■ **EXERCISE DETAILS**
Beginning with the line where "Keep to these rules. Indicate every instance of the small plant" appears, retype every remaining line of the data below, both the first and last included.

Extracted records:
..............................

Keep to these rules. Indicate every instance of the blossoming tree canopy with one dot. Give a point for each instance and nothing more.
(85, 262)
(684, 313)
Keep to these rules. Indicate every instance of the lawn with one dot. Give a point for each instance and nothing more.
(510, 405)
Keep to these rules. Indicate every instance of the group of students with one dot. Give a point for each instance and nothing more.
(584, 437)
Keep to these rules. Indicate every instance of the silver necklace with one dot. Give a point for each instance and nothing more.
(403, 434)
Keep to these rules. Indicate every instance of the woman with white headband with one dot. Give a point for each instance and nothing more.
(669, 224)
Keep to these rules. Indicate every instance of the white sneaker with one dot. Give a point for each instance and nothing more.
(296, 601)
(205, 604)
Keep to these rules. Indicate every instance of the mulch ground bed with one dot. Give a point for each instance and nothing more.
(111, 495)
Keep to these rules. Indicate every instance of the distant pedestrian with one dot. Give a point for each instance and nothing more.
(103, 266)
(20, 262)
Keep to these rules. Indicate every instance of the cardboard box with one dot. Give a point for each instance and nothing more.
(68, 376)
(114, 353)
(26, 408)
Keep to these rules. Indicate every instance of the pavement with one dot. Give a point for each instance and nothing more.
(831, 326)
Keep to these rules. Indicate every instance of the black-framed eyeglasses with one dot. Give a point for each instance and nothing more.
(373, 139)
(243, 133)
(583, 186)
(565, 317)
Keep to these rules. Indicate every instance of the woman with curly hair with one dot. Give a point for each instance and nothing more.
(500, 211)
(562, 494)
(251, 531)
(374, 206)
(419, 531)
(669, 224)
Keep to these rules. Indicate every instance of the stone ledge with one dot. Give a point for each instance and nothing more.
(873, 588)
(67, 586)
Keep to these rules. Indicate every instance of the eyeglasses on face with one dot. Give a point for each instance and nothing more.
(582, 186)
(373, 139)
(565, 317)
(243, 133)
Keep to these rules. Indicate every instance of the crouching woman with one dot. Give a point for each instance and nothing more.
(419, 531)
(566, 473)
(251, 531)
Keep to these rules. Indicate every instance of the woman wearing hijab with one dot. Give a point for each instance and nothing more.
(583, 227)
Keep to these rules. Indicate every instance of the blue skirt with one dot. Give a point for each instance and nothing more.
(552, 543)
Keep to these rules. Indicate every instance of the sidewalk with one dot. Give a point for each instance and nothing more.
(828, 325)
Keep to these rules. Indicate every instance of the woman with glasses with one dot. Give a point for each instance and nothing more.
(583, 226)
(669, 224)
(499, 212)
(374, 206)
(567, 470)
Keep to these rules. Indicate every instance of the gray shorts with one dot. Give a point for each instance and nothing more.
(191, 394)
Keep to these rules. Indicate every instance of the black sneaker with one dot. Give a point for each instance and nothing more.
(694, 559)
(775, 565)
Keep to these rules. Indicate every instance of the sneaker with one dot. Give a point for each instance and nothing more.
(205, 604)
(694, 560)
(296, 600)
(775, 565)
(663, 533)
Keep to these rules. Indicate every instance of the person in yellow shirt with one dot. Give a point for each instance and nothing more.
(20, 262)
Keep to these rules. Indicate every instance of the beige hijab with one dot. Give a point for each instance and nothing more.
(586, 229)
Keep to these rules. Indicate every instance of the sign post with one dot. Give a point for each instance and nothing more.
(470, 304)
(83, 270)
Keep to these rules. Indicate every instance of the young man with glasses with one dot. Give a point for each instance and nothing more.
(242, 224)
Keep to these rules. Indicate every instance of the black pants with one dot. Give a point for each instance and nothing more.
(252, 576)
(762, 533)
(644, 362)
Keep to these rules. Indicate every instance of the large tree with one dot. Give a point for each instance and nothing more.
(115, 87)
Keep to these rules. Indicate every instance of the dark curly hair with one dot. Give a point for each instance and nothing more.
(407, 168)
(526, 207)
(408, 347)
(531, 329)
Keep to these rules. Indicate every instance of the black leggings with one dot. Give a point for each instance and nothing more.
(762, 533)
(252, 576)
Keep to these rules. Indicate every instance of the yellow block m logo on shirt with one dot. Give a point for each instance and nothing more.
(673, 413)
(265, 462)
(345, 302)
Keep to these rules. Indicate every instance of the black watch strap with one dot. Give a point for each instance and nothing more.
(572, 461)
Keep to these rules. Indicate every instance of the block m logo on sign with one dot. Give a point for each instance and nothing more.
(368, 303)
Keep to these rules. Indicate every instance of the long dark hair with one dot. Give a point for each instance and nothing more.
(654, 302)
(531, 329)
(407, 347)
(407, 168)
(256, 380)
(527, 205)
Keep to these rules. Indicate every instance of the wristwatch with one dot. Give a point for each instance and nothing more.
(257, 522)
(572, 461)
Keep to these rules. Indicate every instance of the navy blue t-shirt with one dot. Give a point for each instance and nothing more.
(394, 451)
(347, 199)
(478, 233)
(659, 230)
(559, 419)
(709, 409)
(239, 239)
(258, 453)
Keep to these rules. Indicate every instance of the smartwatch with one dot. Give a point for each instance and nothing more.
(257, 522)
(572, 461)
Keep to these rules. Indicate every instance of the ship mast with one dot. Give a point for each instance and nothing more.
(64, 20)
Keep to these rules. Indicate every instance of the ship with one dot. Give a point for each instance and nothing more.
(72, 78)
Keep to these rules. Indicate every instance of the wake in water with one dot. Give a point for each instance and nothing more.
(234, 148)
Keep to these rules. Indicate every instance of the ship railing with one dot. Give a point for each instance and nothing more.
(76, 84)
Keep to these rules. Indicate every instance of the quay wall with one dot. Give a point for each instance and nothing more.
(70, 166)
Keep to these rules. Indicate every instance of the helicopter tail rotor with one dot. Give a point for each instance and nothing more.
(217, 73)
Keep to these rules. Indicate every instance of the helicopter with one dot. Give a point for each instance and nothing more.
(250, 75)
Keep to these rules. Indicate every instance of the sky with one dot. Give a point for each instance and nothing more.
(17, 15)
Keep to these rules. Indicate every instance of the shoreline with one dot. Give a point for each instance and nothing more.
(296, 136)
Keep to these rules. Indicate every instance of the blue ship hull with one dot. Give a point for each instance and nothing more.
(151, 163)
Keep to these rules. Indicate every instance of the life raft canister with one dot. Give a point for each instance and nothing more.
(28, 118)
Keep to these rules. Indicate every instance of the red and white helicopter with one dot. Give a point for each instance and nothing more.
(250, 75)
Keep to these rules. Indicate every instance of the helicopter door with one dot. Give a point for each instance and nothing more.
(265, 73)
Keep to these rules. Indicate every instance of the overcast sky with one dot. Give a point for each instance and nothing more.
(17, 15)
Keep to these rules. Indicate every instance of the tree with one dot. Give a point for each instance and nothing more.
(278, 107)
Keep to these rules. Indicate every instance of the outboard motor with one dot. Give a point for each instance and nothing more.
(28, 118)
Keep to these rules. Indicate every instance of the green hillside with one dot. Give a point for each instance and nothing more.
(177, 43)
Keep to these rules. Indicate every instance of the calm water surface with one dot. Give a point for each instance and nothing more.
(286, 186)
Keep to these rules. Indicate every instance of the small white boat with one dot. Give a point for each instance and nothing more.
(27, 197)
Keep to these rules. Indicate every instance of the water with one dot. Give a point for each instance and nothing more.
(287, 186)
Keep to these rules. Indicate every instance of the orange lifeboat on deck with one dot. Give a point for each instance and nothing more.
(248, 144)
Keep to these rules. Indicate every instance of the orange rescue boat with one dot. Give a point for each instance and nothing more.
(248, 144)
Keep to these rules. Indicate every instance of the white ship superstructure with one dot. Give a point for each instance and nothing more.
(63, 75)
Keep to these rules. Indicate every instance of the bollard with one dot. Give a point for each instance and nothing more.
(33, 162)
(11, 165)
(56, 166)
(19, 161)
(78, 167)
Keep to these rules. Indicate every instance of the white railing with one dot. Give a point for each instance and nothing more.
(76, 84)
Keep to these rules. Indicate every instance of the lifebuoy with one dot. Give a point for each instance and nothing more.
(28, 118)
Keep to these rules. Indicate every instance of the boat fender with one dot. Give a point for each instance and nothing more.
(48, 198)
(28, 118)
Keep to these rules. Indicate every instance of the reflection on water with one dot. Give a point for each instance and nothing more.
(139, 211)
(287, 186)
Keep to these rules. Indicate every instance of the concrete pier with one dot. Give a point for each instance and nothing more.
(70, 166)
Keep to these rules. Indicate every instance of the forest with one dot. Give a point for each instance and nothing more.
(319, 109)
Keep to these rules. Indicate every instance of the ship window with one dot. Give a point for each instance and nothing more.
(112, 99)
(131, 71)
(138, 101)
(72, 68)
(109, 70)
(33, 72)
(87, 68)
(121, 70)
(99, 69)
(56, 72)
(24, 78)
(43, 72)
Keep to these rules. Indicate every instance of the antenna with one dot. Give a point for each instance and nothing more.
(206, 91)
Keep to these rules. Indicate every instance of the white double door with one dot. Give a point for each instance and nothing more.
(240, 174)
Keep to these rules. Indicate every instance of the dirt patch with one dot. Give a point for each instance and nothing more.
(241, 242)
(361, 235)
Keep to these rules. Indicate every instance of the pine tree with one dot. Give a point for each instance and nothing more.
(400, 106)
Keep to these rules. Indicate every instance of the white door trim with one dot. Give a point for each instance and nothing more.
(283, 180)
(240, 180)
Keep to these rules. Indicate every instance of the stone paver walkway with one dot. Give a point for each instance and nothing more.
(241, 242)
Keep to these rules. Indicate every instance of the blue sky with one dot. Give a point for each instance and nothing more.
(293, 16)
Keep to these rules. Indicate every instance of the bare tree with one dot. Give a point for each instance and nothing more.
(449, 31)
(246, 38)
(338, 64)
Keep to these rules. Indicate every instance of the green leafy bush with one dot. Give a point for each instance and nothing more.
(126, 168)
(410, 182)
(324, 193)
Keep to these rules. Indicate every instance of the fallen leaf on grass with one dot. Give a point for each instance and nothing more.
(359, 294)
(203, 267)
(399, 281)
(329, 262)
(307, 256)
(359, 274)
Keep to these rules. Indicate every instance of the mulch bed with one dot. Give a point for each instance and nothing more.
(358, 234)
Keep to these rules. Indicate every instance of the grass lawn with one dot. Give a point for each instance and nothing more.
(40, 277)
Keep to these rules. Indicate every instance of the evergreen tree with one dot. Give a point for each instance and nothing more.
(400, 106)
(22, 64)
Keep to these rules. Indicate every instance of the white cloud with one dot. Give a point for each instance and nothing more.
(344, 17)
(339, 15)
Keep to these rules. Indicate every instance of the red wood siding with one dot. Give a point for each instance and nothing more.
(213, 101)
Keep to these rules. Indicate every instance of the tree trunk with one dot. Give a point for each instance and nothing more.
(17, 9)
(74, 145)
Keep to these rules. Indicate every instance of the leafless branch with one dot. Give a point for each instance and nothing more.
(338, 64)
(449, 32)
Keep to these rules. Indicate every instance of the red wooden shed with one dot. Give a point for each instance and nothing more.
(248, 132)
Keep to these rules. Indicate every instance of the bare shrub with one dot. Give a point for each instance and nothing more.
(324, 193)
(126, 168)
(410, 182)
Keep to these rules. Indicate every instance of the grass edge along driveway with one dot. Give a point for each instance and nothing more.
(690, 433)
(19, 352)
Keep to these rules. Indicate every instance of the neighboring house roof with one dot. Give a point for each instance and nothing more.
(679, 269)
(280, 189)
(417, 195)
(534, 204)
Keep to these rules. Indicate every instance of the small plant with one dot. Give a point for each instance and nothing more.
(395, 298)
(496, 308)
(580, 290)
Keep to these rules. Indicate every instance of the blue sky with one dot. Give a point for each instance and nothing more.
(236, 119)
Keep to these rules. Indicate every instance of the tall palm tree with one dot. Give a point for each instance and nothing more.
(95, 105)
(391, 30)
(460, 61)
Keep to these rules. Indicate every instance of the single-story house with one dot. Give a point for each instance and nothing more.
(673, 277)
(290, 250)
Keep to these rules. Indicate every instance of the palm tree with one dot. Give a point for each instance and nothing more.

..............................

■ **WRITTEN SOLUTION**
Keep to these rules. Indicate every instance of the small plant with one dot. Give a point for each instance and nothing more.
(395, 298)
(496, 308)
(580, 290)
Keep to these rules. Indicate every instance of the blue sky with one dot. Give a point for each instance and nothing more.
(236, 119)
Keep to these rules. Indicate every instance of the tall palm tree with one dot. Give a point for each instance and nothing more.
(95, 105)
(391, 30)
(460, 61)
Keep to these rules. Indicate every instance of the single-story house with one dot. Give a point for each instance and nothing more.
(673, 277)
(290, 250)
Keep to these rules. Indicate every instance of the palm tree with one dot. Give a point for each instance and nothing more.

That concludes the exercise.